**RECORDS FOR THIS EXERCISE:**

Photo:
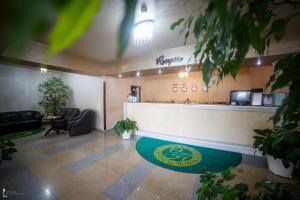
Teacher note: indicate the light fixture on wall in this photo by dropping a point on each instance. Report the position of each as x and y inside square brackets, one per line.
[183, 74]
[44, 71]
[143, 29]
[258, 61]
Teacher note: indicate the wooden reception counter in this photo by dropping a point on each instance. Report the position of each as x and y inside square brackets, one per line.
[216, 126]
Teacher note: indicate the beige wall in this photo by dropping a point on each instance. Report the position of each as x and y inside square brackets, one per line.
[159, 88]
[225, 124]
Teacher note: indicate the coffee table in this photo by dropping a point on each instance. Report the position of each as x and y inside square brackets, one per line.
[51, 120]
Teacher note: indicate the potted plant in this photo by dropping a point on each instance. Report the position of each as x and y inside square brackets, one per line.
[281, 145]
[125, 128]
[55, 95]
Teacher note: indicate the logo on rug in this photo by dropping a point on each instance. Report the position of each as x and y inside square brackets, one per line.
[177, 155]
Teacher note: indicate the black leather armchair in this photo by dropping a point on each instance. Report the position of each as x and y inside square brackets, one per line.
[83, 124]
[65, 115]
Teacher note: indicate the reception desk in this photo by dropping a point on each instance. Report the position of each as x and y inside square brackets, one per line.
[217, 126]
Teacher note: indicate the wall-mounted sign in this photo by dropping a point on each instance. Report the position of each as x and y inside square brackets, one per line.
[183, 88]
[186, 87]
[174, 88]
[161, 60]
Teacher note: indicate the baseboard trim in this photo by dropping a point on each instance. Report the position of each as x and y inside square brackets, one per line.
[244, 149]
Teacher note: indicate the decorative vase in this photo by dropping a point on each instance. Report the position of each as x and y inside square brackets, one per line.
[276, 166]
[126, 135]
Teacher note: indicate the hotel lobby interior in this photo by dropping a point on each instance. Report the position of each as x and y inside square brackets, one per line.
[149, 99]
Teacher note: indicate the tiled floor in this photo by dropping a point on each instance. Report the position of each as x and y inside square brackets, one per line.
[100, 166]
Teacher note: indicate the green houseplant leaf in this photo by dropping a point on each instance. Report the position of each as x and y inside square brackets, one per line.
[125, 125]
[74, 19]
[55, 95]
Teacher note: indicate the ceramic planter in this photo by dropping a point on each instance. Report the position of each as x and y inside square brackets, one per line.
[126, 135]
[276, 166]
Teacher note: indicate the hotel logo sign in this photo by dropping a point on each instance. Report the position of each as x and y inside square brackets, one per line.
[161, 60]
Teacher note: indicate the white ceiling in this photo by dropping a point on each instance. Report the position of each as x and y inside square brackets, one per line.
[100, 41]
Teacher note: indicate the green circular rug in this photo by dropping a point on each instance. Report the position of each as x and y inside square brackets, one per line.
[185, 158]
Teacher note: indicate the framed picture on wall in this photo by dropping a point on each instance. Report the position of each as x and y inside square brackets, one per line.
[136, 91]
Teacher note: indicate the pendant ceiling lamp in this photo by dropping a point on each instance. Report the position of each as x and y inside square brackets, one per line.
[143, 29]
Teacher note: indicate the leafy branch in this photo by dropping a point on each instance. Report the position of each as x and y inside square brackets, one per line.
[216, 186]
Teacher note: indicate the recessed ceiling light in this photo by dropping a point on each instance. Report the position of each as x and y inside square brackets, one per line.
[47, 191]
[258, 61]
[44, 71]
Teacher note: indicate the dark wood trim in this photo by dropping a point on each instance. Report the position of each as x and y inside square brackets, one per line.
[29, 64]
[104, 105]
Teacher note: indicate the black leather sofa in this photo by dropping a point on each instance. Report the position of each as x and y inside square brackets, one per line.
[83, 124]
[19, 121]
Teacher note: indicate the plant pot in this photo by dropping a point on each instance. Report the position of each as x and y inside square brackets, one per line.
[276, 166]
[126, 135]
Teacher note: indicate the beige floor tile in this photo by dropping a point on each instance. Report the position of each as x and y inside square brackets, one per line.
[143, 194]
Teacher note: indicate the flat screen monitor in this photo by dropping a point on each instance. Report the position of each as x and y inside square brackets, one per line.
[240, 97]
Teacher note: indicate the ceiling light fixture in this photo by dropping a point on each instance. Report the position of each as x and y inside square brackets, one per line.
[44, 71]
[258, 62]
[143, 29]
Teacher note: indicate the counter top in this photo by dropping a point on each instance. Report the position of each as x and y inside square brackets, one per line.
[209, 107]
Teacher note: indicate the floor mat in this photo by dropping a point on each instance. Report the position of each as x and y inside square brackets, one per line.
[186, 158]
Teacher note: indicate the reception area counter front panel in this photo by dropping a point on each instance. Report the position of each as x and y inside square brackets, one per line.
[215, 125]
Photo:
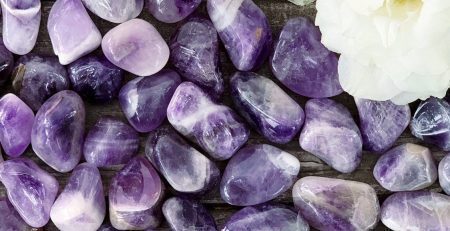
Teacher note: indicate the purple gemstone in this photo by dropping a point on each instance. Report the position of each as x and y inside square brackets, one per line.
[266, 107]
[30, 189]
[82, 203]
[331, 134]
[95, 78]
[334, 204]
[144, 100]
[194, 52]
[58, 131]
[216, 128]
[72, 34]
[381, 123]
[110, 142]
[16, 121]
[244, 31]
[136, 46]
[257, 174]
[418, 210]
[183, 215]
[185, 169]
[135, 196]
[266, 217]
[36, 78]
[302, 63]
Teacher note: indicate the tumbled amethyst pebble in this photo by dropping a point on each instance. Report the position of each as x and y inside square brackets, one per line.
[194, 52]
[30, 189]
[144, 100]
[58, 131]
[265, 106]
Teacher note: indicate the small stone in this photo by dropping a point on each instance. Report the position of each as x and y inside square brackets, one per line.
[407, 167]
[214, 127]
[381, 123]
[117, 11]
[420, 210]
[265, 106]
[95, 78]
[244, 30]
[16, 121]
[185, 169]
[21, 20]
[37, 77]
[302, 63]
[335, 204]
[135, 196]
[82, 202]
[144, 100]
[136, 46]
[72, 34]
[183, 214]
[110, 142]
[58, 131]
[257, 174]
[194, 52]
[30, 189]
[331, 134]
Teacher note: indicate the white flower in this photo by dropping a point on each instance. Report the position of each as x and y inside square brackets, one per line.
[395, 50]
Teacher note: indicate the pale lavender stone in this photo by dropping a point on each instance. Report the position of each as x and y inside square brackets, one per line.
[265, 106]
[72, 32]
[21, 20]
[215, 127]
[407, 167]
[135, 196]
[185, 169]
[244, 30]
[58, 131]
[331, 134]
[110, 142]
[16, 121]
[418, 210]
[136, 46]
[30, 189]
[257, 174]
[381, 123]
[334, 204]
[82, 202]
[144, 100]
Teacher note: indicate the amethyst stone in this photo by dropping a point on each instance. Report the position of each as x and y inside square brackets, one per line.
[110, 142]
[258, 173]
[334, 204]
[144, 100]
[82, 202]
[194, 52]
[419, 210]
[183, 214]
[185, 169]
[58, 130]
[30, 189]
[331, 134]
[381, 123]
[244, 31]
[302, 63]
[36, 78]
[272, 112]
[16, 121]
[135, 196]
[266, 217]
[95, 78]
[216, 128]
[406, 167]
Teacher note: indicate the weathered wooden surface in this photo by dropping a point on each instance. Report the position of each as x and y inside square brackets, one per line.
[278, 11]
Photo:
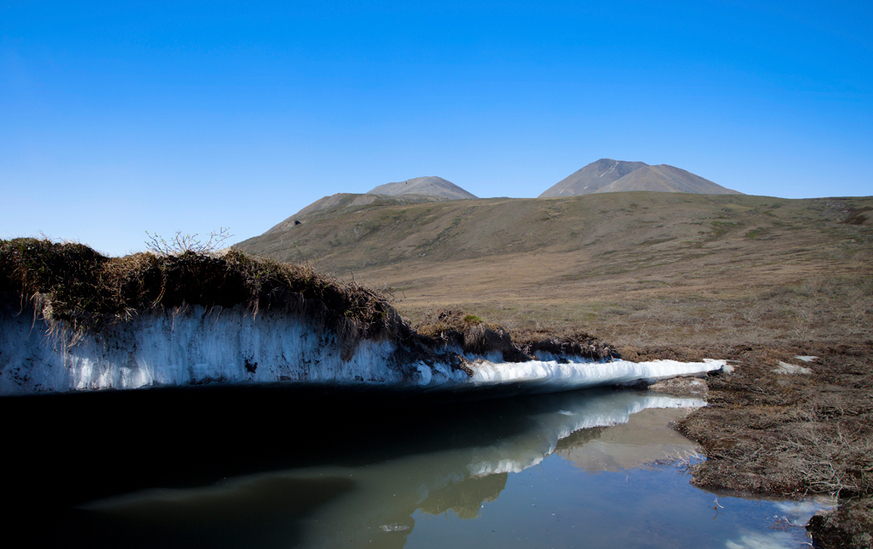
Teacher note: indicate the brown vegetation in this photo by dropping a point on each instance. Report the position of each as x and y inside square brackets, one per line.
[72, 286]
[756, 280]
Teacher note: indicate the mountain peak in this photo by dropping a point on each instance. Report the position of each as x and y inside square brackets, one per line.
[608, 175]
[427, 186]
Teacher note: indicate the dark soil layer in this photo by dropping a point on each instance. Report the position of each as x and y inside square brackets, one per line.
[791, 435]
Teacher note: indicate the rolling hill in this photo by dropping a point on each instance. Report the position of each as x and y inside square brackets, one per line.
[427, 186]
[411, 191]
[607, 175]
[607, 260]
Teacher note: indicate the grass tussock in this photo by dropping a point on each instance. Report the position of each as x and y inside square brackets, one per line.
[74, 286]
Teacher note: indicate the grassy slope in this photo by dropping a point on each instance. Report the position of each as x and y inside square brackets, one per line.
[633, 268]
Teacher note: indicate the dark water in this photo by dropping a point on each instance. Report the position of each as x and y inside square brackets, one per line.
[279, 467]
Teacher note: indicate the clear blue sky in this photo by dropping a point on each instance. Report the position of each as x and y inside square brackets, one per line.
[118, 118]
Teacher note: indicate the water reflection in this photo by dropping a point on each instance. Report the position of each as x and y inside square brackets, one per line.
[364, 471]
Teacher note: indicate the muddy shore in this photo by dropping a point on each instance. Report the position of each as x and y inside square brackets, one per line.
[790, 420]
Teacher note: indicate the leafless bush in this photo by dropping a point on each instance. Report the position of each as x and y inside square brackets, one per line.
[184, 243]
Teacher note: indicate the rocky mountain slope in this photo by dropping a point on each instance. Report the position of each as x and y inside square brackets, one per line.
[607, 175]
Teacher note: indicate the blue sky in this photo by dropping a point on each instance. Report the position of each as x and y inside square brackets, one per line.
[118, 118]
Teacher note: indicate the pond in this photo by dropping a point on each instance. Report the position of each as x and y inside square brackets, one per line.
[329, 467]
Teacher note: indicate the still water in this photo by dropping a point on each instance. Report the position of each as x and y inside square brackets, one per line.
[336, 468]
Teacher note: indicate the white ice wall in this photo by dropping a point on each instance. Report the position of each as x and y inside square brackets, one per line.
[196, 346]
[190, 347]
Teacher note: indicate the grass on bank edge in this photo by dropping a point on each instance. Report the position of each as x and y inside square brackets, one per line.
[74, 287]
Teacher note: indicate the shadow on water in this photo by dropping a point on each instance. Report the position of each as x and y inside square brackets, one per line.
[285, 466]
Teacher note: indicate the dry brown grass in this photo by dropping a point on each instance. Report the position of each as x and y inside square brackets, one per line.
[77, 289]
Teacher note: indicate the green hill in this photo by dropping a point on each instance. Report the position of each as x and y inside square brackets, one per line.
[647, 264]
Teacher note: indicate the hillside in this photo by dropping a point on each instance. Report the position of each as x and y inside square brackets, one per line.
[607, 175]
[426, 186]
[411, 191]
[611, 262]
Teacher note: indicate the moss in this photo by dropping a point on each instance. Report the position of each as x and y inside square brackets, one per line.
[77, 286]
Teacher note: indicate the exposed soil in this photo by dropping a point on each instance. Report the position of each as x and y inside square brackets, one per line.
[770, 432]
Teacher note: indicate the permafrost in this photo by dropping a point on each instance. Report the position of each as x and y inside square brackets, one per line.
[196, 346]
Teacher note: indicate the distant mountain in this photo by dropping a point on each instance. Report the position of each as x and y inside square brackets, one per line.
[411, 191]
[427, 186]
[607, 176]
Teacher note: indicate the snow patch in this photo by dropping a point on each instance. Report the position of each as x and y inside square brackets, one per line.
[197, 346]
[558, 375]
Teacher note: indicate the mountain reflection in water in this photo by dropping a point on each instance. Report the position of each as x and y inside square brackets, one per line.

**EXERCISE REQUIREMENTS:**
Only the lines from the one holding "Teacher note: indicate the exposed" through the end of the listing should appear in the response, each restated exactly.

**RESULT:**
Teacher note: indicate the exposed soil in this photo by dropping a point on each instance. Report the position of each as x and y inside square brackets, one per line.
[770, 432]
Teacher note: indicate the permafrost in this photo by dropping a point on each instance. Report the position of each as x and y inside square brackets, one per line.
[196, 346]
Teacher note: indicate the distant mountain in this photo by dropping a point on each instance. Report the position of each as x and y inside square brackets, one per line.
[411, 191]
[427, 186]
[607, 176]
Teacher note: indicate the snow patch in this photo by dropping a point on each instance. Report the position of each as x and y inside square brackets, one per line.
[197, 346]
[558, 375]
Teacher note: indicate the mountain reflection in water in this photo by dropping a point on each instance. Report the position of each as x and y inside square brackets, one per line.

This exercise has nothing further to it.